Excerpt from a dataset
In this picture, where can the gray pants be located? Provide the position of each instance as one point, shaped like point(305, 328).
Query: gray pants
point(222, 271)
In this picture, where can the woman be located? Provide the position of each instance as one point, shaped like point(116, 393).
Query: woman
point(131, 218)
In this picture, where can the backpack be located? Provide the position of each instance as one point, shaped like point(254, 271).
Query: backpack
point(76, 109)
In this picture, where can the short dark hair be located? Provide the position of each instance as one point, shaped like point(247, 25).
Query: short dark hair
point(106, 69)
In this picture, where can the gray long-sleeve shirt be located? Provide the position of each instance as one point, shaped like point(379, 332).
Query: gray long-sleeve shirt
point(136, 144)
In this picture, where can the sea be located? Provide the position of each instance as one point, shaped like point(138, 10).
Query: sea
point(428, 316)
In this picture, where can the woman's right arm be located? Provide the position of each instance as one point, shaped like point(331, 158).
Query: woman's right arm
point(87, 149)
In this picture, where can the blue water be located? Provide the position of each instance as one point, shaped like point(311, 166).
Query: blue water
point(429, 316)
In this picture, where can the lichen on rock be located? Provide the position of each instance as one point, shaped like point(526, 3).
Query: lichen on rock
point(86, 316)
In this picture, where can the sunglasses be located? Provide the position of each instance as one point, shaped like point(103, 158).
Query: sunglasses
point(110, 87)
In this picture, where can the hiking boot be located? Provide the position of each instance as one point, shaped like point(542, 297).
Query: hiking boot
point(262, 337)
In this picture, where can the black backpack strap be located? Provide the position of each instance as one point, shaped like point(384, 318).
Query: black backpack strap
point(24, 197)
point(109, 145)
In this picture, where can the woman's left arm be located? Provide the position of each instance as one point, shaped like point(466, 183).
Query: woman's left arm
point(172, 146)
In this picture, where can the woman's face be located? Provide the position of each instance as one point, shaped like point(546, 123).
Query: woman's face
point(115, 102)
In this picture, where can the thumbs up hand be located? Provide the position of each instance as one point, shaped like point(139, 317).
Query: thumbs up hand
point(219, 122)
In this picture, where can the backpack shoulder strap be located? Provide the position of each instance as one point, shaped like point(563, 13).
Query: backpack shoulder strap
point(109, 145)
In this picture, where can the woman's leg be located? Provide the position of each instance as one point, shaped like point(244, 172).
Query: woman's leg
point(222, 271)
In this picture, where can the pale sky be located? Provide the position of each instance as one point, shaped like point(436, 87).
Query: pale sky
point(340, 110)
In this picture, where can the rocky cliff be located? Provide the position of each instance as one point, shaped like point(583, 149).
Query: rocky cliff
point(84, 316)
---
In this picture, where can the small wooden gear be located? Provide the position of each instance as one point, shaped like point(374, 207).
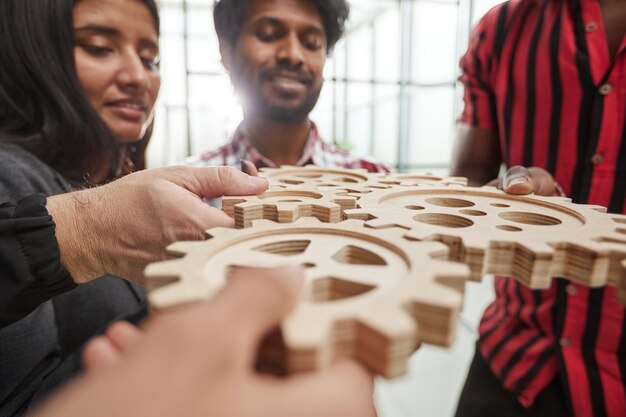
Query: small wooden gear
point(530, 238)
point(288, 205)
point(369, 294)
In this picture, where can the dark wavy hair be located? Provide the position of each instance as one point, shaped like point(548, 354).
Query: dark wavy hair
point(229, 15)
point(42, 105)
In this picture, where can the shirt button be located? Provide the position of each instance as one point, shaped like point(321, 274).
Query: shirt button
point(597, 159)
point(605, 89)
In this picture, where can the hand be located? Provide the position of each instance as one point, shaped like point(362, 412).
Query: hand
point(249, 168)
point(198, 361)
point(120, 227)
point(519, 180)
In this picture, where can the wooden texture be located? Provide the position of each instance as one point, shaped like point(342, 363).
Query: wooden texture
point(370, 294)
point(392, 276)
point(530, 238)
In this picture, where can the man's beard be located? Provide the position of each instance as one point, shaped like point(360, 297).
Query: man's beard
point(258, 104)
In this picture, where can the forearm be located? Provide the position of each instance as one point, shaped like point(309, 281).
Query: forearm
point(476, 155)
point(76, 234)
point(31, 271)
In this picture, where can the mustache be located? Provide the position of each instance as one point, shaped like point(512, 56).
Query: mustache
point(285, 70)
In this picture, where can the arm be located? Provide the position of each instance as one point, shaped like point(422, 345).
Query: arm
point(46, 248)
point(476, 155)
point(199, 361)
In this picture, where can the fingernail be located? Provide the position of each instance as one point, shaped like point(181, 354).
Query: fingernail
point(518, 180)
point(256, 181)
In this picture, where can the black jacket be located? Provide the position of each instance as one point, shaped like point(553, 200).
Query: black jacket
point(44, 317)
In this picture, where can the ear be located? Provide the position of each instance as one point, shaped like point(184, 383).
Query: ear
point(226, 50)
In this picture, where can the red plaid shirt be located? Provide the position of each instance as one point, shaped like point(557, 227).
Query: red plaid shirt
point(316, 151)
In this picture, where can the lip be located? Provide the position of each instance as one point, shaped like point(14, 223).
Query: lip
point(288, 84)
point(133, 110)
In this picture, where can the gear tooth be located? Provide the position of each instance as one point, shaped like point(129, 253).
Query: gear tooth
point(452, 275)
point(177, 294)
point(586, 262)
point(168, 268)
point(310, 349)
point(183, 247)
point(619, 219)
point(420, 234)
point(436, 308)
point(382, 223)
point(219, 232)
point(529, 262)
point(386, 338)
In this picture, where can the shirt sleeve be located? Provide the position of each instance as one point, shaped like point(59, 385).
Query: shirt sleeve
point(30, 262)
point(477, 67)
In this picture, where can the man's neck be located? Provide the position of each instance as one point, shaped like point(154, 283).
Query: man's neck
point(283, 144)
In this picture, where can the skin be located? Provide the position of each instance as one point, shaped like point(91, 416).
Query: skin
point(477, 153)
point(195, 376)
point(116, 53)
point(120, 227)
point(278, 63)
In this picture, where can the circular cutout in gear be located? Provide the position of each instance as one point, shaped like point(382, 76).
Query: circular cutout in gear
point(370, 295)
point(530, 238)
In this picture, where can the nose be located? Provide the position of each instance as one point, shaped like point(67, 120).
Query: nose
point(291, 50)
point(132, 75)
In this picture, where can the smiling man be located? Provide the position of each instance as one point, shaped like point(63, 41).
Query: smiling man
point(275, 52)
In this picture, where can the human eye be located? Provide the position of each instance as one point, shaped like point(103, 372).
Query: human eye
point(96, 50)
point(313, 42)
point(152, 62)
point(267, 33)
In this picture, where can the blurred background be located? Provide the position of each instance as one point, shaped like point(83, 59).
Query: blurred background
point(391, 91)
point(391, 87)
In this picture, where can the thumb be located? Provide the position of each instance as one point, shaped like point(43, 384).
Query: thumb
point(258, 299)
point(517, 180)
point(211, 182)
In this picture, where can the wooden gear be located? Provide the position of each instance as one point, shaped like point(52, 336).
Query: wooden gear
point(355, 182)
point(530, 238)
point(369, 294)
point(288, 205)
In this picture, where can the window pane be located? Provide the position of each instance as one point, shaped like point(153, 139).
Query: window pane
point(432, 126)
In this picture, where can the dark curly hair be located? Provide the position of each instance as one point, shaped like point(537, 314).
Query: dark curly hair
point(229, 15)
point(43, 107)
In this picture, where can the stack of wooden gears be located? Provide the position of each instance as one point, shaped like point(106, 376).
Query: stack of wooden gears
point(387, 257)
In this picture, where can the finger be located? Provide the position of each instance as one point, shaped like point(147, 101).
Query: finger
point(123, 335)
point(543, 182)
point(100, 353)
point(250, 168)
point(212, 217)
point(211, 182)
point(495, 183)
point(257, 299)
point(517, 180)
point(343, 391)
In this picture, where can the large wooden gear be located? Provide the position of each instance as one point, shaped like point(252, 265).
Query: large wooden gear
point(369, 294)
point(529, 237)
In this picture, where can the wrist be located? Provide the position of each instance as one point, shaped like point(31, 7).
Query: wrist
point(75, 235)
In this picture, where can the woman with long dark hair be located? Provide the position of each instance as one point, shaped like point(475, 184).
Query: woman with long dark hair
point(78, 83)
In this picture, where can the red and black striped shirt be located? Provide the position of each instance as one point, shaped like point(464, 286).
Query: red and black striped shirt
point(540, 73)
--
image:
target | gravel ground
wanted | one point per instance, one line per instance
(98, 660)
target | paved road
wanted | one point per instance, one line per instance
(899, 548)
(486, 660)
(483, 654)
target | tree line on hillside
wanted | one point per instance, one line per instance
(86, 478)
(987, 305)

* _What is asked_: Please reproduce every line of the records from the one containing "In this picture, where can the woman with" through the one containing "point(540, 73)", with both end lines included. Scale each coordinate in the answer points by 0.85 and round to whole numbers, with halves rounding up, but leave the requests and their sample points unchanged.

* _Solution_:
In this picture, where can the woman with long dark hair be located? Provide the position of each instance as one point, shaped like point(475, 184).
Query: woman with long dark hair
point(66, 71)
In this picture, where can the red and black striped shirt be located? Provide the position of each instance as one point, shaped like point(464, 286).
Query: red and black striped shirt
point(459, 62)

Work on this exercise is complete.